--- DATA ---

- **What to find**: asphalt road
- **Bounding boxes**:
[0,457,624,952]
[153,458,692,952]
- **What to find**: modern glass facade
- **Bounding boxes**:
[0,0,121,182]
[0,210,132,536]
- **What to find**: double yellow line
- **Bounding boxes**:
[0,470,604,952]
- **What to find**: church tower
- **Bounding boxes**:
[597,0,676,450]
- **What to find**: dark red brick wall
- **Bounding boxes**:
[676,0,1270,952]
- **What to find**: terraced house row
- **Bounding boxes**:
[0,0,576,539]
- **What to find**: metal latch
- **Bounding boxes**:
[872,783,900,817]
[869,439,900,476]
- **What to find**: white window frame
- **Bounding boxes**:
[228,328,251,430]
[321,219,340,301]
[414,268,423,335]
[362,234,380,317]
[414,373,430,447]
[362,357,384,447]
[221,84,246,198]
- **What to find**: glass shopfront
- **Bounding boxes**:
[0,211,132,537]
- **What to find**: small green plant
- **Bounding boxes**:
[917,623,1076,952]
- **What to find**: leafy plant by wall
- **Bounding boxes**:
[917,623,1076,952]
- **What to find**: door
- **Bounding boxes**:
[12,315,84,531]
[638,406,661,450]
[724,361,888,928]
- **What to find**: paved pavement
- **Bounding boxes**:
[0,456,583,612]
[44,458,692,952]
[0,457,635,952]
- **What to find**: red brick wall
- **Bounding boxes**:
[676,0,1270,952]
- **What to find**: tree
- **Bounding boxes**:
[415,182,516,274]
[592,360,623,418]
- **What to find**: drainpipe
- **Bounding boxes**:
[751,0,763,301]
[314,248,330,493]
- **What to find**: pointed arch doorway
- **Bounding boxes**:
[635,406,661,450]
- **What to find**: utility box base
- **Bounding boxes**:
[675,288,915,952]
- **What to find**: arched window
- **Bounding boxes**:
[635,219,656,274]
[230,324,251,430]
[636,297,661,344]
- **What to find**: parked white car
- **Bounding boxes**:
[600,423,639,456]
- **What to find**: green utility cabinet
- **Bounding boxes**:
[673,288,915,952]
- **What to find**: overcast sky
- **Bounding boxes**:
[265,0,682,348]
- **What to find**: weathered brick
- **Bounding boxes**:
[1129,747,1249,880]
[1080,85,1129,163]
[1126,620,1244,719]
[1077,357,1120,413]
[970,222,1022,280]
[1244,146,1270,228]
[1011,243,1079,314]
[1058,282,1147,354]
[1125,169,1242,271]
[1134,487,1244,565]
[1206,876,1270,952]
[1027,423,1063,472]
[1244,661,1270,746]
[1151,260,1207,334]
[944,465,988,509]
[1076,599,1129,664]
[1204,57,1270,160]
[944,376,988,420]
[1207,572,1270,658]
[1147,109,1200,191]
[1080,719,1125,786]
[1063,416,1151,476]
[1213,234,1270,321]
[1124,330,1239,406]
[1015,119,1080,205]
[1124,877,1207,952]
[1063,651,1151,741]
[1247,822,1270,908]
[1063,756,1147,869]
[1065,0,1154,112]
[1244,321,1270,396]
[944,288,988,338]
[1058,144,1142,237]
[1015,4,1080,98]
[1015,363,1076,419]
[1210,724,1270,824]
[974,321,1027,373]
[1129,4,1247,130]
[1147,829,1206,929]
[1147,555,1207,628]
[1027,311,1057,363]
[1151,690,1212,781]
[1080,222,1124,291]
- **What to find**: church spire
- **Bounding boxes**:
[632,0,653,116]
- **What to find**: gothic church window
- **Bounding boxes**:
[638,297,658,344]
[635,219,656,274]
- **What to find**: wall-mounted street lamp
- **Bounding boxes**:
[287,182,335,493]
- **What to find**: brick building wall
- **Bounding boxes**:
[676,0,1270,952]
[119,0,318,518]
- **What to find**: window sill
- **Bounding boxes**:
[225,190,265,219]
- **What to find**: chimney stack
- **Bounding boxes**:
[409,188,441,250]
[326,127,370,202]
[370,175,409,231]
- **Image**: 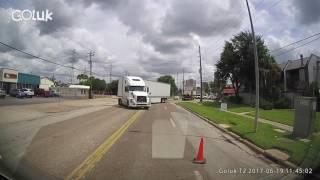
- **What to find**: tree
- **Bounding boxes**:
[202,82,210,94]
[215,32,281,97]
[77,74,89,82]
[158,75,177,96]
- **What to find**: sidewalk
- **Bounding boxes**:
[226,111,293,132]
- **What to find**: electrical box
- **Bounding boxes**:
[293,96,317,138]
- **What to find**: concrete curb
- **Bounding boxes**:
[180,106,298,169]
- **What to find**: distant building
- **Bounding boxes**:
[279,54,320,92]
[39,77,54,91]
[17,72,40,90]
[0,68,18,94]
[51,85,90,98]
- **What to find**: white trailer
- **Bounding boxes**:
[145,81,170,103]
[118,76,151,109]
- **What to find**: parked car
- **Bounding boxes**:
[9,89,26,98]
[182,94,193,101]
[21,88,34,98]
[0,89,7,98]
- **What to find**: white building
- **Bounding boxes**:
[39,77,54,91]
[0,68,18,93]
[51,85,90,98]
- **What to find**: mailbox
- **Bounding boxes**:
[293,96,317,138]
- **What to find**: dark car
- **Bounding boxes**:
[10,89,26,98]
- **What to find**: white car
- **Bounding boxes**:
[21,88,34,98]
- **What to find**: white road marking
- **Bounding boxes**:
[193,171,203,180]
[170,118,176,127]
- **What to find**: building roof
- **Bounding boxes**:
[279,54,319,70]
[69,84,90,89]
[279,57,310,70]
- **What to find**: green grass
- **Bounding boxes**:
[199,101,254,113]
[179,102,316,164]
[248,109,320,131]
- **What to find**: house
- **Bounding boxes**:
[279,54,320,93]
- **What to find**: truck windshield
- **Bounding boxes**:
[129,86,145,91]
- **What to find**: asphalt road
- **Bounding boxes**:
[0,96,64,106]
[0,99,296,180]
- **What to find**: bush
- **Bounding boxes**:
[259,98,273,110]
[229,96,242,104]
[273,97,291,109]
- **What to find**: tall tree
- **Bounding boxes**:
[77,74,88,82]
[216,32,280,96]
[158,75,177,96]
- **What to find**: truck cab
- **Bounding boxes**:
[118,76,151,109]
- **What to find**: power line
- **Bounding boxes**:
[0,41,121,77]
[206,0,282,56]
[270,32,320,53]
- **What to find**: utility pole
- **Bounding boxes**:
[182,68,184,95]
[70,49,76,84]
[176,72,179,96]
[109,62,112,83]
[199,45,202,102]
[246,0,259,132]
[89,51,94,99]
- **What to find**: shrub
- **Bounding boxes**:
[259,98,273,110]
[273,97,291,109]
[229,96,242,104]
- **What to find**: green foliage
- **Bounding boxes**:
[179,102,319,164]
[215,32,281,99]
[273,97,291,109]
[229,96,243,104]
[259,98,273,110]
[158,75,177,96]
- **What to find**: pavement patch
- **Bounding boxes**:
[65,111,141,180]
[265,149,290,161]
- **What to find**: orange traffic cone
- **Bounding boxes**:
[193,137,206,164]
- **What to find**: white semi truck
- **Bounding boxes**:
[145,81,170,103]
[118,76,151,109]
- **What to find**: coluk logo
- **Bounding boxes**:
[11,9,53,22]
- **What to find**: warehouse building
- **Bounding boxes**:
[0,68,18,94]
[39,77,54,91]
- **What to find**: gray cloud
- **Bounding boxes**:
[162,0,241,36]
[293,0,320,25]
[32,0,79,34]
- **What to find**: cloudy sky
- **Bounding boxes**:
[0,0,320,86]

--- TASK GOAL ---
Can you change "What to find" to "Label request" throughout all the rows, leaving everything else unchanged and the pictures out of your answer?

--- WRITTEN ANSWER ---
- **Label request**: asphalt road
- **Bounding boxes**:
[0,457,624,952]
[153,458,692,952]
- **Label request**: modern glass facade
- **Bounding boxes**:
[0,0,121,182]
[0,210,132,536]
- **Label request**: double yellow line
- **Bounding boxes**:
[0,470,604,952]
- **Label request**: church tower
- **Bounding boxes**:
[597,0,676,450]
- **Label request**: dark red brick wall
- **Bounding boxes**:
[676,0,1270,952]
- **Label request**: terraced house row
- **Bounding boxes**:
[0,0,576,539]
- **Label request**: metal latch
- **Bounding boxes**:
[872,783,900,817]
[869,439,900,476]
- **Label request**: white window frame
- **Bounding boxes**:
[228,328,251,430]
[321,219,340,301]
[414,268,423,335]
[362,234,380,317]
[414,373,430,447]
[362,357,384,447]
[221,84,246,198]
- **Label request**: glass shopfront
- **Bounding boxes**:
[0,211,132,537]
- **Label request**: small green plant
- **Bounding boxes**:
[917,623,1076,952]
- **Label request**: leafy plant by wall
- **Bounding boxes**:
[917,623,1076,952]
- **Label request**: door
- **Bounding boxes**:
[12,315,84,531]
[638,406,661,450]
[724,361,888,928]
- **Label request**: paved pavement
- **Bounding boxes**:
[0,456,583,612]
[44,458,692,952]
[0,457,635,952]
- **Label request**: red brick wall
- **Bounding boxes**:
[676,0,1270,952]
- **Label request**: tree
- **Bounding boxes**:
[415,182,516,274]
[592,360,623,418]
- **Label request**: drainpipe
- **Bounding boxes**:
[751,0,763,301]
[314,248,330,493]
- **Label request**: pointed arch doorway
- **Bounding boxes**:
[635,406,661,450]
- **Label request**: utility box base
- **Bounding boxes**:
[675,288,915,952]
- **Label request**: arched window
- **Bounding boxes**:
[635,219,656,274]
[230,324,251,430]
[636,297,661,344]
- **Label request**: parked white car
- **Bounding boxes**:
[600,423,639,456]
- **Label request**: green utility cabinet
- **Bounding boxes**:
[673,288,915,952]
- **Label request**: overcast sky
- **Bounding boxes**:
[265,0,682,348]
- **Label request**: weathered brick
- **Bounding boxes**:
[1129,747,1249,880]
[1080,85,1129,163]
[1126,620,1244,719]
[1077,357,1120,413]
[970,222,1022,280]
[1244,146,1270,228]
[1011,243,1079,314]
[1058,282,1147,354]
[1125,169,1242,271]
[1134,487,1244,565]
[1206,876,1270,952]
[1027,423,1063,472]
[1244,661,1270,746]
[1151,260,1207,334]
[944,465,988,509]
[1076,599,1129,664]
[1204,57,1270,160]
[944,376,988,420]
[1207,572,1270,658]
[1147,109,1200,191]
[1080,719,1125,786]
[1063,416,1151,476]
[1213,234,1270,321]
[1124,330,1239,406]
[1015,119,1080,205]
[1124,877,1207,952]
[1063,651,1151,741]
[1247,822,1270,908]
[1063,756,1147,869]
[1065,0,1154,112]
[1244,321,1270,396]
[944,288,988,338]
[1058,144,1142,237]
[1015,4,1080,98]
[1015,363,1076,419]
[1210,724,1270,824]
[974,321,1027,373]
[1129,4,1247,130]
[1147,829,1206,929]
[1147,555,1207,628]
[1027,311,1057,363]
[1151,690,1212,781]
[1080,222,1124,291]
- **Label request**: church spire
- **Bounding boxes**:
[632,0,653,116]
- **Label request**: gothic church window
- **Bounding boxes**:
[638,297,658,344]
[635,219,656,274]
- **Label request**: wall-mounted street lamp
- **Bounding boxes**:
[287,182,335,493]
- **Label request**: brick building wall
- **Bounding boxes**:
[676,0,1270,952]
[119,0,318,518]
- **Label request**: window sill
- **Bounding boxes**:
[225,190,265,219]
- **Label request**: chimney stack
- **Bounding boxes**:
[409,188,441,250]
[326,127,370,202]
[370,175,409,231]
- **Image**: 
- **Label request**: tree
- **Bounding boxes**:
[202,82,210,94]
[215,32,281,97]
[77,74,89,82]
[158,75,177,96]
- **Label request**: sidewalk
- **Bounding boxes**:
[226,111,293,132]
- **Label request**: electrical box
- **Bounding boxes**:
[293,96,317,138]
- **Label request**: concrete curb
- **Bounding boxes**:
[180,106,298,169]
- **Label request**: distant building
- **Bounding boxes**:
[279,54,320,92]
[39,77,54,91]
[17,72,40,90]
[0,68,18,94]
[51,85,90,98]
- **Label request**: white trailer
- **Bounding boxes**:
[145,81,170,103]
[118,76,151,109]
- **Label request**: parked car
- **Bounding boxes**:
[9,89,26,98]
[182,94,193,101]
[21,88,34,98]
[0,89,7,98]
- **Label request**: white building
- **Bounding boxes**:
[39,77,54,91]
[0,68,18,93]
[51,85,90,98]
- **Label request**: mailbox
- **Bounding boxes**:
[293,96,317,138]
- **Label request**: dark car
- **Bounding boxes**:
[10,89,26,98]
- **Label request**: white car
- **Bounding boxes**:
[21,88,34,98]
- **Label request**: white road marking
- **Bounding boxes**:
[193,171,203,180]
[170,118,176,127]
- **Label request**: building roof
- **Bounding boxes**:
[279,54,319,70]
[69,84,90,89]
[279,57,310,70]
- **Label request**: green grass
- **Bounding boxes**:
[199,101,254,113]
[179,102,316,164]
[248,109,320,131]
- **Label request**: house
- **Bounding boxes**:
[279,54,320,93]
- **Label request**: truck windshield
- **Bounding boxes**:
[129,86,145,91]
- **Label request**: asphalt road
- **Bounding boxes**:
[0,96,64,106]
[0,99,296,180]
- **Label request**: bush
- **Bounding boxes**:
[259,98,273,110]
[229,96,242,104]
[273,97,291,109]
- **Label request**: tall tree
- **Bounding boxes**:
[77,74,88,82]
[216,32,280,96]
[158,75,177,96]
- **Label request**: truck cab
- **Bounding boxes**:
[118,76,151,109]
- **Label request**: power line
- **Bounding boxes**:
[0,41,121,77]
[206,0,282,56]
[270,32,320,53]
- **Label request**: utility pole
- **Bounding boxes**:
[182,68,184,95]
[70,49,76,84]
[176,72,179,96]
[109,62,112,83]
[199,45,202,102]
[246,0,259,132]
[89,51,94,99]
- **Label request**: shrub
- **Bounding boxes**:
[259,98,273,110]
[273,97,291,109]
[229,96,242,104]
- **Label request**: green foliage
- **Bounding boxes**:
[179,102,319,164]
[215,32,281,99]
[273,97,291,109]
[229,96,243,104]
[259,98,273,110]
[158,75,177,96]
- **Label request**: pavement patch
- **Bounding boxes**:
[65,111,141,180]
[265,149,290,161]
- **Label request**: orange traffic cone
- **Bounding boxes**:
[193,137,206,164]
- **Label request**: white semi truck
- **Bounding boxes**:
[145,81,170,103]
[118,76,151,109]
- **Label request**: coluk logo
- **Bounding boxes**:
[11,9,53,22]
- **Label request**: warehouse building
- **Bounding boxes**:
[0,68,18,94]
[39,77,54,91]
- **Label request**: gray cloud
- **Bounding boxes**:
[162,0,241,36]
[293,0,320,25]
[32,0,79,34]
- **Label request**: cloudy sky
- **Bounding boxes**:
[0,0,320,86]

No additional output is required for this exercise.